INSTRUCTIONS FOR THE TASK
Reproduce the records beginning at the line that has "A test script needs to tap the mannequin." and continuing through the end of the records, substituting "shop dummy" for "mannequin" and leaving everything else unchanged.
╭─ SUPPLIED MATERIAL
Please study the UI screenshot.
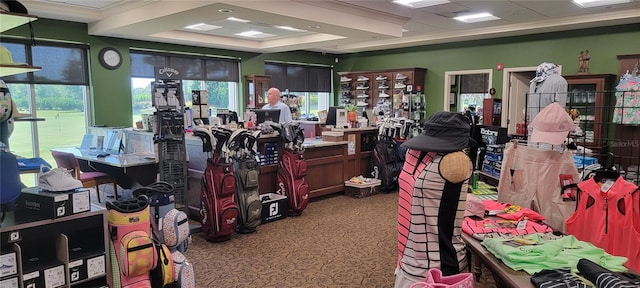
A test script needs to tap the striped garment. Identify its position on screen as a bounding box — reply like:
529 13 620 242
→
396 149 468 287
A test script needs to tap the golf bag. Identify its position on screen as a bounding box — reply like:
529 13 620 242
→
227 129 262 233
106 195 158 288
274 122 309 216
194 128 238 242
371 121 402 192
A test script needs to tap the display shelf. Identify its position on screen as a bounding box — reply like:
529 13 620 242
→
0 12 38 33
0 12 42 77
0 205 111 288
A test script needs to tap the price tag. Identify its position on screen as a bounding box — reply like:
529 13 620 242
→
600 180 615 193
516 220 527 230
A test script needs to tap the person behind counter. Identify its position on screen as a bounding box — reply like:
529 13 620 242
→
262 87 293 124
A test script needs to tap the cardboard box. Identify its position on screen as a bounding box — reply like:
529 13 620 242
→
69 253 107 283
344 179 382 198
0 251 18 277
322 131 344 142
22 259 67 288
0 276 20 288
260 193 289 224
16 187 91 220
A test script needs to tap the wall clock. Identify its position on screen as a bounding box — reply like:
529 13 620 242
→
98 47 122 70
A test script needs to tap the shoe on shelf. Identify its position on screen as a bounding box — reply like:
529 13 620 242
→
38 168 82 191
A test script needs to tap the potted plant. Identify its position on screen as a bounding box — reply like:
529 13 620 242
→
344 104 358 122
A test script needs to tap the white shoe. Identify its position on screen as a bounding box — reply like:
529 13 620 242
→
38 168 82 191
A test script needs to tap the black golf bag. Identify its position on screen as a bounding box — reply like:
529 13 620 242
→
194 128 238 242
274 122 309 216
227 130 262 233
371 120 402 192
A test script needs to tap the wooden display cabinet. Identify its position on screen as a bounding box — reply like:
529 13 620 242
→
338 68 427 115
244 75 271 108
564 74 616 155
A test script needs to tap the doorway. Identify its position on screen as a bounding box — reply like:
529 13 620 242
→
502 65 562 135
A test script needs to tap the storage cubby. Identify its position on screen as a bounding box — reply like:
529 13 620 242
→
0 206 111 288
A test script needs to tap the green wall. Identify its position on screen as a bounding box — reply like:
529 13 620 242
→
334 24 640 115
3 19 335 127
3 19 640 126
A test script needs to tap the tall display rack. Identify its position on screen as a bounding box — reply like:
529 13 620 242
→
151 80 188 210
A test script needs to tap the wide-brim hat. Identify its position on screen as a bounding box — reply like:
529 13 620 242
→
402 111 471 153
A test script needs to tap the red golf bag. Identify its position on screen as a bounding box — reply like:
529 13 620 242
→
277 148 309 216
200 158 238 242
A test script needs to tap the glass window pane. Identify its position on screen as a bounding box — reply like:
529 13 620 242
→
31 45 89 85
131 78 155 126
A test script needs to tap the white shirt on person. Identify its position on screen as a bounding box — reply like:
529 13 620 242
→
262 101 293 124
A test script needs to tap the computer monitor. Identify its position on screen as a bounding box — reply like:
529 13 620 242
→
325 106 344 126
471 125 509 147
252 109 280 124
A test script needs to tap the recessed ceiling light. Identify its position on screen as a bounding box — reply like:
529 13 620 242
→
184 23 222 31
391 0 450 8
227 17 251 23
235 30 276 38
572 0 631 8
275 25 307 32
453 12 500 23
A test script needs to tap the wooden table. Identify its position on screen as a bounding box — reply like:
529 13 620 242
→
462 233 534 288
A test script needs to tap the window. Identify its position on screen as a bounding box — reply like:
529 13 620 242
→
265 62 333 117
131 50 240 123
2 39 89 186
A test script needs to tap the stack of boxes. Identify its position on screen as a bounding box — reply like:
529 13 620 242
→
482 145 504 178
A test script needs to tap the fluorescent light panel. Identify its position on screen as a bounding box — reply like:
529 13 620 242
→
391 0 450 8
184 23 222 31
275 25 307 32
453 12 500 23
234 30 276 38
227 17 251 23
572 0 631 8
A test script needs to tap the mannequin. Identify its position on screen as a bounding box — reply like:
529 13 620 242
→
╰─
SOLUTION TO THIS PROBLEM
A test script needs to tap the shop dummy. Identify its position on screen as a bounding box — reply like:
529 13 620 242
→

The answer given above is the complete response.